WHAT YOU WILL DO
a: Render this sentence from the Bathurst Street passage in Spanish: "The bridge was relocated here in 1916, after being used as a railway bridge over the Humber River."
b: According to the Bathurst Street passage, what dominates the eastern side of Bathurst north of Dundas Street?

-- GIVEN PASSAGE follows --

North of the Gardiner is Fort York on the western side. The Sir Isaac Brock Bridge then carries the street across the Union Station Rail Corridor to Front Street. The bridge was relocated here in 1916, after being used as a railway bridge over the Humber River. North of the tracks, the area is a mix of small commercial and residential buildings on the western fringe of downtown. North of Queen Street, the eastern side of Bathurst is the edge of the Alexandria Park cluster of housing projects, while to the west is the Trinity-Bellwoods residential neighbourhood. North of Dundas Street, Bathurst is dominated by Toronto Western Hospital on the east. This part of the street continues to be a mix of small commercial establishments and residential housing, generally rental apartments.

-- GIVEN PASSAGE concluded --
-- SUPPLIED DATA follows --

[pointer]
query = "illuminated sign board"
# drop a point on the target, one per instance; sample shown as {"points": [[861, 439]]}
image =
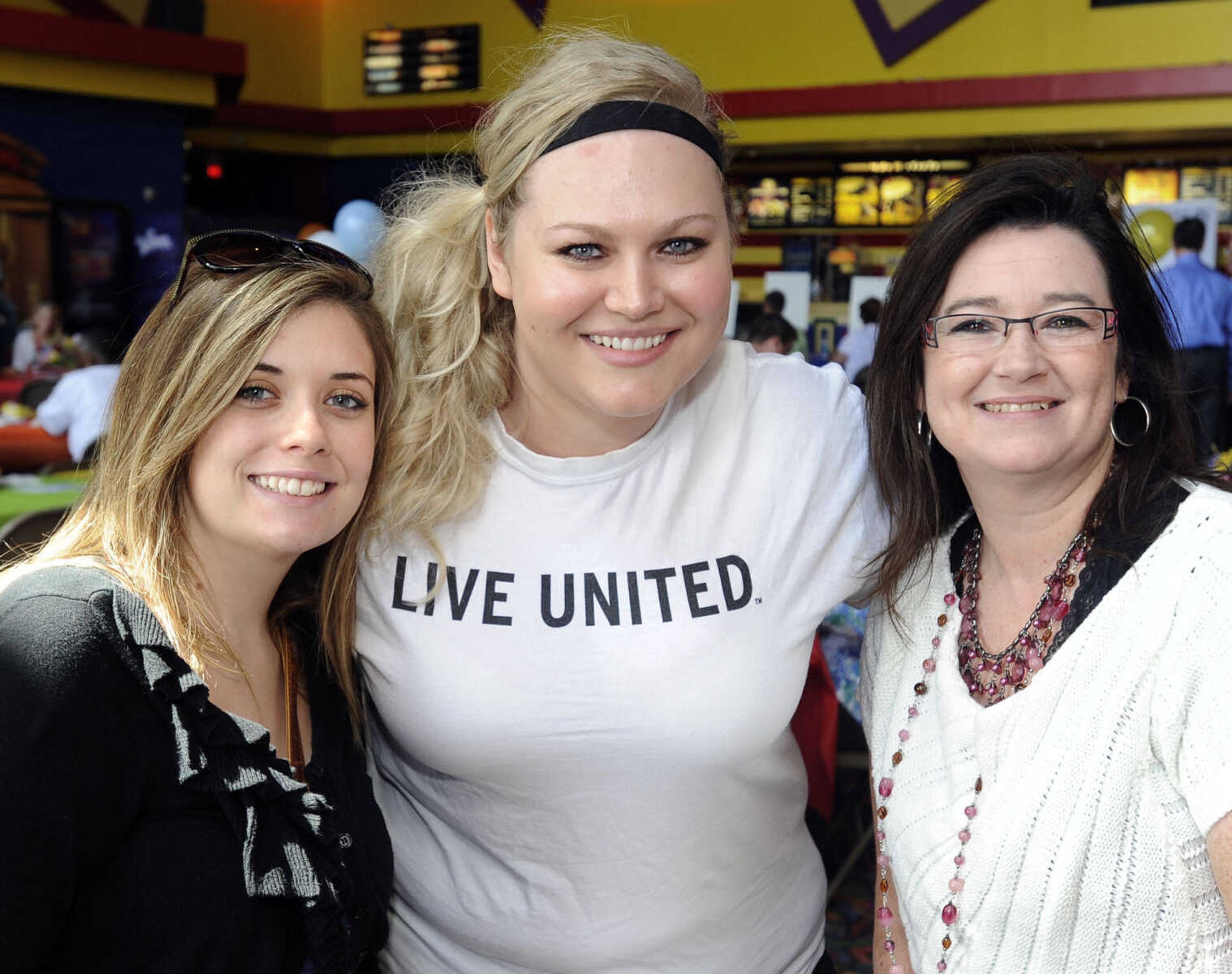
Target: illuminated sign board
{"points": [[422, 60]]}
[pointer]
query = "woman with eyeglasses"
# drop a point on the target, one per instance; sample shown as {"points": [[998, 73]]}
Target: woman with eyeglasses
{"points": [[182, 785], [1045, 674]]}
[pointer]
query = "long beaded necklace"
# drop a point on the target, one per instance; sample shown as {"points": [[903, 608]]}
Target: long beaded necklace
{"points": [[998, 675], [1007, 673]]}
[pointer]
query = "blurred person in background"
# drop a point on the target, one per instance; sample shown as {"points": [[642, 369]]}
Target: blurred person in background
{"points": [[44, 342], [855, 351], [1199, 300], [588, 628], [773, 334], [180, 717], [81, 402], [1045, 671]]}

-- SUPPLIED DATA concluded --

ANSWERS TO THE EXERCISE
a: El puente fue trasladado aquí en 1916, después de haber sido utilizado como puente ferroviario sobre el río Humber.

b: Toronto Western Hospital.